_Work item_
Would you transcribe all of the entries that follow, word for word?

_Available records_
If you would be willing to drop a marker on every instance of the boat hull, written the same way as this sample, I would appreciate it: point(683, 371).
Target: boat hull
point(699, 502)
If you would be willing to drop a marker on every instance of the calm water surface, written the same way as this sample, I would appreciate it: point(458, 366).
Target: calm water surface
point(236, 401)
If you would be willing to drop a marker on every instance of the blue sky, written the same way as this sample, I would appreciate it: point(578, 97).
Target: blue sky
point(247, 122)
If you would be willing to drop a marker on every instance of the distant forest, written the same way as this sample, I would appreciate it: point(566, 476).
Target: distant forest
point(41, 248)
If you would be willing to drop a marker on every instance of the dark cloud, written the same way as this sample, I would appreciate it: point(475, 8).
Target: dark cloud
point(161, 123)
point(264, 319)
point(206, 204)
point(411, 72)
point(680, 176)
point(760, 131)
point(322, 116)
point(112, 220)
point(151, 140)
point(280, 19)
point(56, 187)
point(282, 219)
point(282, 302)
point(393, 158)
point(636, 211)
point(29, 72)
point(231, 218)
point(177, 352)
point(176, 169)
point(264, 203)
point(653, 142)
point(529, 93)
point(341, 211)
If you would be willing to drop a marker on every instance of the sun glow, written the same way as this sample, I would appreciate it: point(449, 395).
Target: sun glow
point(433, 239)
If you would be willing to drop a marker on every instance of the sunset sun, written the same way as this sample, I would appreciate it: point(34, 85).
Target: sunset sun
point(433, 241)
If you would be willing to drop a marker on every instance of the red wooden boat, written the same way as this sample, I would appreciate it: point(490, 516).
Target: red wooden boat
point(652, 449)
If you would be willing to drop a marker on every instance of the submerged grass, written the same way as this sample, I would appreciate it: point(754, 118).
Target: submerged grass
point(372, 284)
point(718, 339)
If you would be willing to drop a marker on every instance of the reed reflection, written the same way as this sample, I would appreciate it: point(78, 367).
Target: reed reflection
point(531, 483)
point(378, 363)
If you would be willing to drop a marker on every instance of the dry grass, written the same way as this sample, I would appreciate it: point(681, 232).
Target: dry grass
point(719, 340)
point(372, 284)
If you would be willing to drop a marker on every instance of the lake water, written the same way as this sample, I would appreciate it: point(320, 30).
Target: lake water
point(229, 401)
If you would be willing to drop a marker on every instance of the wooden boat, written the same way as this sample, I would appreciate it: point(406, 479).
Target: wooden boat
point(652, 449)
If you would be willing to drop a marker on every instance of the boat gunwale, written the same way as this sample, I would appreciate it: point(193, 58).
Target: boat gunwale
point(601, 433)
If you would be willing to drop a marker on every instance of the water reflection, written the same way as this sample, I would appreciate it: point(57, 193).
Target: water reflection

_Finished exercise_
If you would be willing to drop a marker on every instance of the boat hull, written the same way as this sample, I would appreciate it: point(683, 371).
Target: boat hull
point(699, 502)
If you would be willing to drop a marker on every instance of the calm water surface, written the same way as this sample, I would appreciate it: point(458, 366).
Target: calm water surface
point(236, 401)
If you would be willing to drop a marker on every instance of the blue sky, written the same way as this sample, I would appreciate it: point(578, 97).
Target: blue sky
point(247, 122)
If you would be willing to drop a marker on every instance of the distant forest, written the same way as this sample, I would appreciate it: point(566, 476).
Target: distant forest
point(41, 248)
If you would be willing to drop a marker on every instance of the dark cloud, written the same way as this sample, I would appreciate it: point(475, 8).
Target: dark cloud
point(161, 123)
point(264, 319)
point(206, 204)
point(411, 72)
point(680, 176)
point(760, 131)
point(322, 116)
point(112, 220)
point(151, 140)
point(280, 19)
point(56, 187)
point(282, 219)
point(282, 302)
point(393, 158)
point(636, 211)
point(29, 72)
point(231, 218)
point(177, 352)
point(176, 169)
point(264, 203)
point(653, 142)
point(529, 93)
point(341, 211)
If you would be willing to drop a marker on every instance of the sun glow, written the same way as this sample, I would appreciate it: point(449, 395).
Target: sun glow
point(433, 239)
If you would be willing to drop a marker on every instance of the sunset sun, written the same way as this sample, I would appreciate it: point(34, 85).
Target: sunset sun
point(433, 241)
If you would be willing to drop a marker on every instance of the red wooden boat, written the same way as this sample, I would appreciate it: point(490, 516).
Target: red wooden boat
point(652, 449)
If you would be willing to drop a marker on every instance of the submerged grass, written the same way as this sample, I would appreciate it: point(754, 118).
Target: submerged grass
point(372, 284)
point(718, 339)
If you would be willing to drop a marker on every instance of the reed reflection, written the same way as this sample, I would appreciate it: point(78, 367).
Target: reed reflection
point(531, 483)
point(378, 363)
If you would be willing to drop a marker on every instance of the dry grass, written the same way as this sample, I would appreciate it: point(681, 232).
Target: dry grass
point(719, 340)
point(372, 284)
If you would be willing to drop a marker on every instance of the lake water, written the same way as this sample, I would appreciate it: point(320, 30).
Target: lake water
point(229, 401)
If you would be willing to drop a marker on every instance of the wooden boat, written the same way as this sample, I would appreciate it: point(406, 479).
Target: wooden boat
point(652, 449)
If you would be willing to drop a marker on every instance of the boat gunwale, written the same way as this sample, I would appreciate it: point(193, 58).
Target: boat gunwale
point(601, 433)
If you would be willing to drop a marker on every instance of the water reflection, written the same way as this sample, I would appreciate it: point(57, 193).
Target: water reflection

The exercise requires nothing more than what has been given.